__Your instructions__:
In the material below, the required lines run from the one containing "Pick out each instance of the brick" through the one containing "Pick out each instance of the red". Copy those lines exactly, ends included, and nothing else.

*** Opening Data provided ***

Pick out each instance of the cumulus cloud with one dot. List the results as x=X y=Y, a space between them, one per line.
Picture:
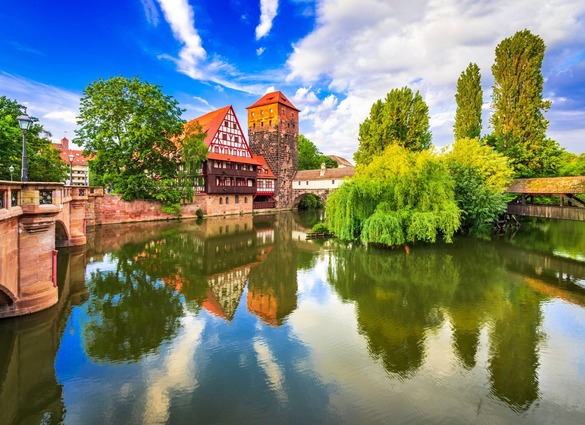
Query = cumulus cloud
x=55 y=108
x=150 y=11
x=362 y=50
x=180 y=16
x=268 y=11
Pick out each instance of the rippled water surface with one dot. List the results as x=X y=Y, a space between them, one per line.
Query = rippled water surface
x=242 y=321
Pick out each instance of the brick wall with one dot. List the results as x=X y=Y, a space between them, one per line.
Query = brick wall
x=110 y=209
x=9 y=256
x=278 y=144
x=217 y=205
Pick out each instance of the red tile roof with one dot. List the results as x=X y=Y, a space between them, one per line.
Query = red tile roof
x=233 y=158
x=330 y=173
x=262 y=162
x=210 y=123
x=274 y=97
x=78 y=158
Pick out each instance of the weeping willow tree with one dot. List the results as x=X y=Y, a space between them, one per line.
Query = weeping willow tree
x=401 y=196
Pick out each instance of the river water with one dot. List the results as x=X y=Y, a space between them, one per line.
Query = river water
x=241 y=320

*** Closing Data provided ***

__Solution to the exercise__:
Pick out each instance of the brick wall with one dot. List the results as x=X y=Y, a space between them, one per line.
Query = brick wall
x=110 y=209
x=9 y=256
x=278 y=144
x=217 y=205
Pick out each instance of the red tile roof with one dot. List the results as x=X y=Y, a space between them, one per line.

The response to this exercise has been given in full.